Document section:
# # #
Reopening of businesses and other activities on the North Olympic Peninsula will be tied to Kitsap and Mason counties in a new regional approach Gov. Jay Inslee presented Tuesday as part of a modified reopening plan.
Clallam and Jefferson counties are part of the Northwest Region along with Kitsap and Mason counties.
The regions are primarily based on Emergency Medical Services (EMS) regions used for evaluating health care services. There are eight regions of four or more counties.
Inslee said at the Tuesday press conference that all counties would start at Phase 1 in a plan that replaces Safe Start beginning next Monday.
Inslee said no great strides will be made immediately but that progress in reopening will be slow, determined by how well the COVID-19 virus is contained.
Under the plan, the state’s 39 counties will not apply to move on to the next phase. Instead, an entire region will be required to meet four criteria, documented by the state Department of Health, before the counties in that region automatically move to a more open phase.
All four targets must be met in each region to permit it to move to Phase 2, Inslee said.
• The number of cases must have decreased by 10 percent over a period of two weeks.
• Hospitalization rates must have dropped by 10 percent over the same time period.
• ICU capacity must be less than 90 percent.
• Test positivity must be less than 10 percent.
Once a region can move to Phase 2, restrictions will be eased in some areas, with restaurants allowed 25 percent capacity; some live entertainment, with tight capacity restrictions, fitness programs permitted; sports competitions allowed with limited spectators and increased capacities for weddings and funerals.
Inslee said the regional approach is an improvement “because health care systems are regional, and we know that the virus does not respect county boundaries. This makes sense not only from a public health perspective, but from a health care delivery one as well.”
In January, the first confirmed case in the United States was a Snohomish County man who had traveled to China. A month later, the state also saw the nation’s first lethal outbreak at a nursing home in Kirkland.
Since the beginning of the pandemic, there have been more than 256,000 confirmed COVID-19 cases in Washington and more than 3,480 deaths.
# # #
Questions to answer:
A – Answer these questions from the article on Washington's regional reopening plan:
(i) Which two counties share the Northwest Region with Clallam and Jefferson counties?
(ii) What restaurant capacity is allowed once a region moves to Phase 2?
(iii) Where did the state see the nation's first lethal outbreak?
B – List the four criteria from the article on Washington's regional reopening plan that a region must meet to move to Phase 2.
C – Please quote the article on Washington's regional reopening plan from "Inslee said no" to "2, Inslee said.".
# # #
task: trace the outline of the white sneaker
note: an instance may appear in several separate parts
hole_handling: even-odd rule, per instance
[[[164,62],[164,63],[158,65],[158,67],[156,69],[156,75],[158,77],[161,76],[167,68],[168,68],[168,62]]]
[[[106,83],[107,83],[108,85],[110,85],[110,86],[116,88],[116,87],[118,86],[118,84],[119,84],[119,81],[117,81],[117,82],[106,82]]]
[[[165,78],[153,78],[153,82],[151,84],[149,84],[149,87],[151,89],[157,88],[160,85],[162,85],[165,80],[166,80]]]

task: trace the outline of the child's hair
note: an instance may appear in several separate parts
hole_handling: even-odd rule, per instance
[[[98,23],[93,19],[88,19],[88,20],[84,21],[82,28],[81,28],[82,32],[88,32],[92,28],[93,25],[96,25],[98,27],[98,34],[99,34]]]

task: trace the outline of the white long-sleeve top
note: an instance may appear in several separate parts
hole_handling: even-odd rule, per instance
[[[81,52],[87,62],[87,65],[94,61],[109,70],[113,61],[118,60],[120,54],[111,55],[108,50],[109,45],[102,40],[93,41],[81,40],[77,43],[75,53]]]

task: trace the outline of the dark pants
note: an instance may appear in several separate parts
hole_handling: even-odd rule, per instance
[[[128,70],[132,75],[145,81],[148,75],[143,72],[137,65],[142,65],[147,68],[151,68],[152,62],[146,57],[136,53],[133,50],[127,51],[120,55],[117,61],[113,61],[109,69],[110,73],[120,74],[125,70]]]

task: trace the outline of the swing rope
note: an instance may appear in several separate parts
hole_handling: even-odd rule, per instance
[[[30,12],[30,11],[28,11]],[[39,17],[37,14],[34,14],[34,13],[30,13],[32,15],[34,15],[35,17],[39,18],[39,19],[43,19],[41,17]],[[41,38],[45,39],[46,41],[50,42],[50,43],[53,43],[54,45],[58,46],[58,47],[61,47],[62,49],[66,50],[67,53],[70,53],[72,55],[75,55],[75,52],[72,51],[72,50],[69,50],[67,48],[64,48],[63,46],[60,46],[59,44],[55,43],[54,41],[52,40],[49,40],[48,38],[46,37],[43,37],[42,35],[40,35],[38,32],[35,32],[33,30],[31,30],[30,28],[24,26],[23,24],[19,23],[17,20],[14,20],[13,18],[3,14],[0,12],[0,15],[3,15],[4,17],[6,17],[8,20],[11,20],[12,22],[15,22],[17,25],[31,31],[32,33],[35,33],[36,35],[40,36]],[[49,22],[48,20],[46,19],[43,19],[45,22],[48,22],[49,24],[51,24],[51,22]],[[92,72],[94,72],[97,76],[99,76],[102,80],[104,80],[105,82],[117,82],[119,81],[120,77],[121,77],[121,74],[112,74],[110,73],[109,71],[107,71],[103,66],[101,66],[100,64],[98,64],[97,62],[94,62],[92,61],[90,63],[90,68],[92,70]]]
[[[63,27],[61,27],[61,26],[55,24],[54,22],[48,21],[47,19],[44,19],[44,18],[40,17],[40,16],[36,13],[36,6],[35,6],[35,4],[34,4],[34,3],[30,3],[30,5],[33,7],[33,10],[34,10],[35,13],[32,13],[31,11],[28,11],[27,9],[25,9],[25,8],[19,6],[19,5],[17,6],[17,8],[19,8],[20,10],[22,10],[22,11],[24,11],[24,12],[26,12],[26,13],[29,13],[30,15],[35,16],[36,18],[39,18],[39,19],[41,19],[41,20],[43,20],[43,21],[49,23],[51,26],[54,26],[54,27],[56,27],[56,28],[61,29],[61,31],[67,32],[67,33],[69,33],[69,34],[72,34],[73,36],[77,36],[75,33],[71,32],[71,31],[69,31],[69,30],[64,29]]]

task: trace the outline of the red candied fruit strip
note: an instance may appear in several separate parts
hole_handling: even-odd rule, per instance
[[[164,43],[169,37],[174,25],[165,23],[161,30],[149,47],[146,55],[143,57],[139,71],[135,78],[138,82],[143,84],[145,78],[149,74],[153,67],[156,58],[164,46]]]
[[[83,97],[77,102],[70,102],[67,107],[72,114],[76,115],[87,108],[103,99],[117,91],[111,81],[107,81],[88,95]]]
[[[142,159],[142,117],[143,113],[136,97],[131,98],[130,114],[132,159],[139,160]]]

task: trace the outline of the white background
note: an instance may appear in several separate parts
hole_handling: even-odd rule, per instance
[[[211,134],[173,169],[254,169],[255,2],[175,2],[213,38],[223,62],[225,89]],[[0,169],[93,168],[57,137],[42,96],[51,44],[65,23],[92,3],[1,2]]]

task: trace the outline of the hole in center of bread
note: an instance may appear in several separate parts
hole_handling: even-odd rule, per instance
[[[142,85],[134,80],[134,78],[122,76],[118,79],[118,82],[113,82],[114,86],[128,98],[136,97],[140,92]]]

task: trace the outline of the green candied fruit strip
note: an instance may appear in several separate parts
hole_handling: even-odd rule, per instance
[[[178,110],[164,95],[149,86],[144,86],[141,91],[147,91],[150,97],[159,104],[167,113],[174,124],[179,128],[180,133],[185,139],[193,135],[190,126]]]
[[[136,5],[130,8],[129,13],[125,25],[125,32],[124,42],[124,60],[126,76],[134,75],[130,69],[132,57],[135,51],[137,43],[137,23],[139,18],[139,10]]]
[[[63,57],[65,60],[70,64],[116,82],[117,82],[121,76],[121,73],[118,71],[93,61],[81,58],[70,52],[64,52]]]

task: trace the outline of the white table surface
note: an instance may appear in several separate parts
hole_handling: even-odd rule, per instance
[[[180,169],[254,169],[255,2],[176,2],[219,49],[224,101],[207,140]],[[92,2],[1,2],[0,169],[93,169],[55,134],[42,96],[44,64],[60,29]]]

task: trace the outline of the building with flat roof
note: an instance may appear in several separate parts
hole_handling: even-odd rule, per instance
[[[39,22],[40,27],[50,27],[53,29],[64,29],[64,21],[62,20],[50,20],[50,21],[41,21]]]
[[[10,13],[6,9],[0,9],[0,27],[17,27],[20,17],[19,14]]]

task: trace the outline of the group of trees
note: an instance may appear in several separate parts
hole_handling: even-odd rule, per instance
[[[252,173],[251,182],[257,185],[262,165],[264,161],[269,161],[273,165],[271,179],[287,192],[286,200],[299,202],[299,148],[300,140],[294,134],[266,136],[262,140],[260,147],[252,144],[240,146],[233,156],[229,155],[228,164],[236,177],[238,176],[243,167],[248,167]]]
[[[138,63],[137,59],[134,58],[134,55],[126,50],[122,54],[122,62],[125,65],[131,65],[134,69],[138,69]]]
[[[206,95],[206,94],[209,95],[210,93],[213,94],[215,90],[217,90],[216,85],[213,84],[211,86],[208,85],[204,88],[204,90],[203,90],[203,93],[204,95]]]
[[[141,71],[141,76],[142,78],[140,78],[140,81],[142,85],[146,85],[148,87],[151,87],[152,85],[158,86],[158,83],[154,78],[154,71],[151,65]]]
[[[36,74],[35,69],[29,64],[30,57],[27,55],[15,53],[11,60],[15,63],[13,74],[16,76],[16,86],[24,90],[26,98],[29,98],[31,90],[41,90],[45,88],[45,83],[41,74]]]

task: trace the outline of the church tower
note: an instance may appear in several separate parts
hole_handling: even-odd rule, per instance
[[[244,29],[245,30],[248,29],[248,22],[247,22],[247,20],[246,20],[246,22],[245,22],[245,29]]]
# # #
Responses for each task:
A –
(i) Kitsap and Mason counties
(ii) 25 percent capacity
(iii) At a nursing home in Kirkland

B –
- The number of cases must have decreased by 10 percent over a period of two weeks.
- Hospitalization rates must have dropped by 10 percent over the same time period.
- ICU capacity must be less than 90 percent.
- Test positivity must be less than 10 percent.

C –
Inslee said no great strides will be made immediately but that progress in reopening will be slow, determined by how well the COVID-19 virus is contained.
Under the plan, the state’s 39 counties will not apply to move on to the next phase. Instead, an entire region will be required to meet four criteria, documented by the state Department of Health, before the counties in that region automatically move to a more open phase.
All four targets must be met in each region to permit it to move to Phase 2, Inslee said.